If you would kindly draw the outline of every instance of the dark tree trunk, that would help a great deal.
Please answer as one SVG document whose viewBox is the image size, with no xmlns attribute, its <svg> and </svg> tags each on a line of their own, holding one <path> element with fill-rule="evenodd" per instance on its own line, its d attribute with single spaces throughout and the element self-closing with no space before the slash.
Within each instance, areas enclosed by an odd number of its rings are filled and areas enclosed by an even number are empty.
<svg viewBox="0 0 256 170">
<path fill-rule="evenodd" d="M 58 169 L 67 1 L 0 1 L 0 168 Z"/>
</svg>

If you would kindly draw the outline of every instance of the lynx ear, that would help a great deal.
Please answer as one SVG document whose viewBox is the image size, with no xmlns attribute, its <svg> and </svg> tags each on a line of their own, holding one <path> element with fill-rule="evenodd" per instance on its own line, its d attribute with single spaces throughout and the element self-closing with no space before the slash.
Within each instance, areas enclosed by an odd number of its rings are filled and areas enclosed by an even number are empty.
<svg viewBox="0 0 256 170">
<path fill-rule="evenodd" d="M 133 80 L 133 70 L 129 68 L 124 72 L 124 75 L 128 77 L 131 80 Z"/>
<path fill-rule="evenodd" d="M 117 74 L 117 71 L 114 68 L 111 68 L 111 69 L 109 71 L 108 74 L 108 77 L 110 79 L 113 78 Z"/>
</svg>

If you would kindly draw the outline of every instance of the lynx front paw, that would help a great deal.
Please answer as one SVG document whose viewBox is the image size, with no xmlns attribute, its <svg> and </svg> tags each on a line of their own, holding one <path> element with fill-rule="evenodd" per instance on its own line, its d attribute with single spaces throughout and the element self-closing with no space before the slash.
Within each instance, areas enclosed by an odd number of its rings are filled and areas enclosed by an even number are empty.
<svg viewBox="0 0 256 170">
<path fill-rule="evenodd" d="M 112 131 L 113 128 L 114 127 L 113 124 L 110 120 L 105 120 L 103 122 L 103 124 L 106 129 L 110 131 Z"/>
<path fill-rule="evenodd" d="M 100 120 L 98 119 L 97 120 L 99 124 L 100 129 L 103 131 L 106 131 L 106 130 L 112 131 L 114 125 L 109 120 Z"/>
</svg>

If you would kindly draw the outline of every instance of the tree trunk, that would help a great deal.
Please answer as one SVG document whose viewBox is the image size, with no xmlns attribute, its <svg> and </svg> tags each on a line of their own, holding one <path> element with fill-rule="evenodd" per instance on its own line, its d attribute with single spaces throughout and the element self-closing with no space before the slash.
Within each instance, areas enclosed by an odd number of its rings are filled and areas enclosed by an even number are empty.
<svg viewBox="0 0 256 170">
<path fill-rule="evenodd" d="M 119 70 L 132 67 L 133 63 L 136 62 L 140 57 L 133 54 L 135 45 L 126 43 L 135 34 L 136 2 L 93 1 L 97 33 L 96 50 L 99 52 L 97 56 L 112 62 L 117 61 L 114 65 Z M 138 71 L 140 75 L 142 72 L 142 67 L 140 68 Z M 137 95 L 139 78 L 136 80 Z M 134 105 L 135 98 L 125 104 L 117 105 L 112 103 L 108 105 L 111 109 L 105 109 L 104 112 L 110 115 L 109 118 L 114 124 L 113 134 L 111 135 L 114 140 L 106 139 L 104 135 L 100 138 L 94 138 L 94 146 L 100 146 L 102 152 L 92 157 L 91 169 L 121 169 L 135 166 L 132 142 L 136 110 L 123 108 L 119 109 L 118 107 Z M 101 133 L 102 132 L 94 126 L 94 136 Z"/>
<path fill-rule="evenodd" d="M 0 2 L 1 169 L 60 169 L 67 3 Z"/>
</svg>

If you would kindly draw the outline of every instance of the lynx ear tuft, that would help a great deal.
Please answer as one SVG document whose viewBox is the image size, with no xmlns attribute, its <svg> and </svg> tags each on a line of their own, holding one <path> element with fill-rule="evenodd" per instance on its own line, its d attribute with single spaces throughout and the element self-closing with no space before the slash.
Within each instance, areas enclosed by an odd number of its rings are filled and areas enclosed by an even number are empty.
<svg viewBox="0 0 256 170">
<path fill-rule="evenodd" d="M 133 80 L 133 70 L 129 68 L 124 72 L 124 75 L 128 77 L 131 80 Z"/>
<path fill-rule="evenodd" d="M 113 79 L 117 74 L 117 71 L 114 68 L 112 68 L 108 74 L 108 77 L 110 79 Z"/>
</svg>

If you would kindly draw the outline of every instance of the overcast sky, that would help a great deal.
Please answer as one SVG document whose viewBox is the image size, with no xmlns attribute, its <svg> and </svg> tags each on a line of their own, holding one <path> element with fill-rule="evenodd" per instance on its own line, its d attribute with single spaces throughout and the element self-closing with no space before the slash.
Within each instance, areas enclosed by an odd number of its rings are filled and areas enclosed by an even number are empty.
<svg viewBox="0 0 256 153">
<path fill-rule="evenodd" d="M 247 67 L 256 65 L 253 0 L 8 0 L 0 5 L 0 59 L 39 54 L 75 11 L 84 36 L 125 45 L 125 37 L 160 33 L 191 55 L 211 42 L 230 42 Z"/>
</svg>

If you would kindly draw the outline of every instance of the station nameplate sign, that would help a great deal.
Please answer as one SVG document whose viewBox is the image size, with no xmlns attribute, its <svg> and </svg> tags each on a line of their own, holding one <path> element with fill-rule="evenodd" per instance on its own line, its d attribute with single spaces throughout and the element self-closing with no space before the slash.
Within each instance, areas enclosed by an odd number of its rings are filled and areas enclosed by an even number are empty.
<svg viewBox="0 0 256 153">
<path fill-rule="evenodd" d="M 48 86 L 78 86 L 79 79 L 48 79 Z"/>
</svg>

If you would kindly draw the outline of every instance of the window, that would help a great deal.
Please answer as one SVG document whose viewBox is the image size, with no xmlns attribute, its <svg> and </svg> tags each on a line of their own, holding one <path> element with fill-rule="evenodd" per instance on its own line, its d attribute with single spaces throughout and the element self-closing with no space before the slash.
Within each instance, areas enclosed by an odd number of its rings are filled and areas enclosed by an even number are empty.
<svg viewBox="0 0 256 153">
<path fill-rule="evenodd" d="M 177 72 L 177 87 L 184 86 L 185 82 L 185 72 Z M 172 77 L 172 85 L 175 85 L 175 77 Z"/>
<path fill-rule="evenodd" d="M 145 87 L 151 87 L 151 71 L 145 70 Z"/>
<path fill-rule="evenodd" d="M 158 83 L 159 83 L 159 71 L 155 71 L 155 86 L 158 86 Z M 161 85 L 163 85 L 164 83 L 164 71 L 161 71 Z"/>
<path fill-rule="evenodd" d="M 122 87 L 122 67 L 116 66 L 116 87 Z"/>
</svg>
◆ ◆ ◆
(Task goal) Please print all of the records above again, line for line, changing nothing.

(Written answer)
If you would kindly draw the outline of every instance of the dark tree trunk, that would help a great deal.
Please answer as one SVG document whose viewBox is the image size, with no xmlns attribute, its <svg> and </svg> tags each on a line of their own, holding one <path> element with fill-rule="evenodd" per instance on its own line, its d attribute with single spaces throughout and the element self-closing with no space before the slash.
Within each instance, areas enclosed by an odd number of its rings are filled and areas enclosed by an even number are empty.
<svg viewBox="0 0 256 170">
<path fill-rule="evenodd" d="M 58 169 L 67 1 L 0 1 L 0 168 Z"/>
</svg>

If you would kindly draw the outline of every instance of the lynx ear, that would help a great deal.
Please answer as one SVG document whose viewBox is the image size, with no xmlns attribute, its <svg> and </svg> tags each on a line of their own, holding one <path> element with fill-rule="evenodd" per instance on its own line, its d attribute with single spaces throughout and the element self-closing with no space before the slash.
Within each instance, areas enclosed by an odd number of its rings are filled and areas enclosed by an even number are empty.
<svg viewBox="0 0 256 170">
<path fill-rule="evenodd" d="M 133 80 L 133 70 L 129 68 L 124 72 L 124 75 L 128 77 L 131 80 Z"/>
<path fill-rule="evenodd" d="M 117 74 L 117 71 L 114 68 L 111 68 L 111 69 L 109 71 L 108 74 L 108 77 L 110 79 L 113 78 Z"/>
</svg>

If you would kindly draw the outline of every instance of the lynx front paw, that would help a great deal.
Please answer as one SVG document whose viewBox is the image size, with no xmlns attribute, its <svg> and </svg> tags each on a line of their own, holding one <path> element with fill-rule="evenodd" per instance on its own line, its d attribute with single spaces throughout and the element self-closing with no space before the slash.
Within each instance, areas enclosed by an odd number of its rings are filled and areas enclosed by an even number are empty.
<svg viewBox="0 0 256 170">
<path fill-rule="evenodd" d="M 112 131 L 113 128 L 114 127 L 113 124 L 110 120 L 105 120 L 103 122 L 103 124 L 106 129 L 110 131 Z"/>
<path fill-rule="evenodd" d="M 100 120 L 98 119 L 97 120 L 99 124 L 100 129 L 103 131 L 106 131 L 106 130 L 112 131 L 114 125 L 109 120 Z"/>
</svg>

If you would kindly draw the outline of every instance of the tree trunk, that would help a great deal.
Please answer as one SVG document whose viewBox is the image size, with no xmlns attribute, its <svg> and </svg> tags each on a line of their own, holding one <path> element with fill-rule="evenodd" per instance on its own line, its d attribute with single spaces throughout and the element self-closing with no space before the slash.
Within each instance, areas enclosed by an odd number of its rings are filled and areas enclosed by an even number are empty.
<svg viewBox="0 0 256 170">
<path fill-rule="evenodd" d="M 119 70 L 132 67 L 133 63 L 136 62 L 140 57 L 133 54 L 135 45 L 126 43 L 135 34 L 136 2 L 93 1 L 97 33 L 96 50 L 99 52 L 97 56 L 112 62 L 117 61 L 114 65 Z M 138 71 L 140 75 L 142 72 L 142 67 L 140 68 Z M 137 95 L 139 78 L 136 80 Z M 134 105 L 135 98 L 125 104 L 117 105 L 112 103 L 108 105 L 111 109 L 105 109 L 104 112 L 110 115 L 109 118 L 114 124 L 113 134 L 111 135 L 114 140 L 106 139 L 104 135 L 100 138 L 94 138 L 94 146 L 100 146 L 102 152 L 92 157 L 91 169 L 121 169 L 135 166 L 132 142 L 136 110 L 123 108 L 119 109 L 118 107 Z M 101 133 L 102 132 L 94 126 L 94 136 Z"/>
<path fill-rule="evenodd" d="M 0 2 L 1 169 L 60 169 L 67 3 Z"/>
</svg>

If you would kindly draw the outline of every instance of the lynx ear tuft, that would help a great deal.
Please answer as one SVG document whose viewBox is the image size, with no xmlns attribute, its <svg> and </svg> tags each on a line of their own, holding one <path> element with fill-rule="evenodd" per instance on its own line, its d attribute with single spaces throughout and the element self-closing with no space before the slash.
Within each instance, areas enclosed by an odd number of its rings are filled and areas enclosed by an even number are empty.
<svg viewBox="0 0 256 170">
<path fill-rule="evenodd" d="M 133 80 L 133 70 L 129 68 L 124 72 L 124 75 L 128 77 L 131 80 Z"/>
<path fill-rule="evenodd" d="M 113 79 L 117 74 L 117 71 L 114 68 L 112 68 L 108 74 L 108 77 L 110 79 Z"/>
</svg>

If you would kindly draw the outline of every instance of the overcast sky, that would help a great deal.
Please answer as one SVG document whose viewBox is the image size, with no xmlns attribute, its <svg> and </svg> tags each on a line of their own, holding one <path> element with fill-rule="evenodd" per instance on its own line, its d attribute with single spaces throughout and the element self-closing with no space before the slash.
Within each instance, areas enclosed by an odd number of its rings are filled and areas enclosed by an even number are empty.
<svg viewBox="0 0 256 153">
<path fill-rule="evenodd" d="M 247 67 L 256 65 L 253 0 L 8 0 L 0 5 L 0 59 L 39 54 L 75 11 L 84 36 L 125 45 L 125 37 L 160 33 L 191 55 L 211 42 L 230 42 Z"/>
</svg>

If you would kindly draw the outline of every instance of the station nameplate sign, that would help a great deal.
Please answer as one SVG document whose viewBox is the image size, with no xmlns attribute, its <svg> and </svg> tags each on a line of their own, holding one <path> element with fill-rule="evenodd" per instance on its own line, its d attribute with single spaces throughout and the element self-closing with no space before the slash.
Within each instance, areas enclosed by an odd number of its rings are filled and areas enclosed by an even number are empty.
<svg viewBox="0 0 256 153">
<path fill-rule="evenodd" d="M 48 86 L 78 86 L 79 79 L 48 79 Z"/>
</svg>

If you would kindly draw the outline of every instance of the window, that would help a great deal.
Please answer as one SVG document whose viewBox is the image size, with no xmlns attribute, its <svg> and </svg> tags each on a line of their own, holding one <path> element with fill-rule="evenodd" per instance on its own line, its d attribute with single spaces throughout and the element self-closing with no space before the slash.
Within each instance, areas enclosed by an odd number of its rings are filled and areas enclosed by an even number are empty.
<svg viewBox="0 0 256 153">
<path fill-rule="evenodd" d="M 177 72 L 177 87 L 184 86 L 185 82 L 185 72 Z M 172 77 L 172 85 L 175 85 L 175 77 Z"/>
<path fill-rule="evenodd" d="M 145 87 L 151 87 L 151 71 L 145 70 Z"/>
<path fill-rule="evenodd" d="M 158 83 L 159 83 L 159 71 L 155 71 L 155 86 L 158 86 Z M 161 85 L 163 85 L 164 83 L 164 71 L 161 71 Z"/>
<path fill-rule="evenodd" d="M 122 87 L 122 67 L 116 66 L 116 87 Z"/>
</svg>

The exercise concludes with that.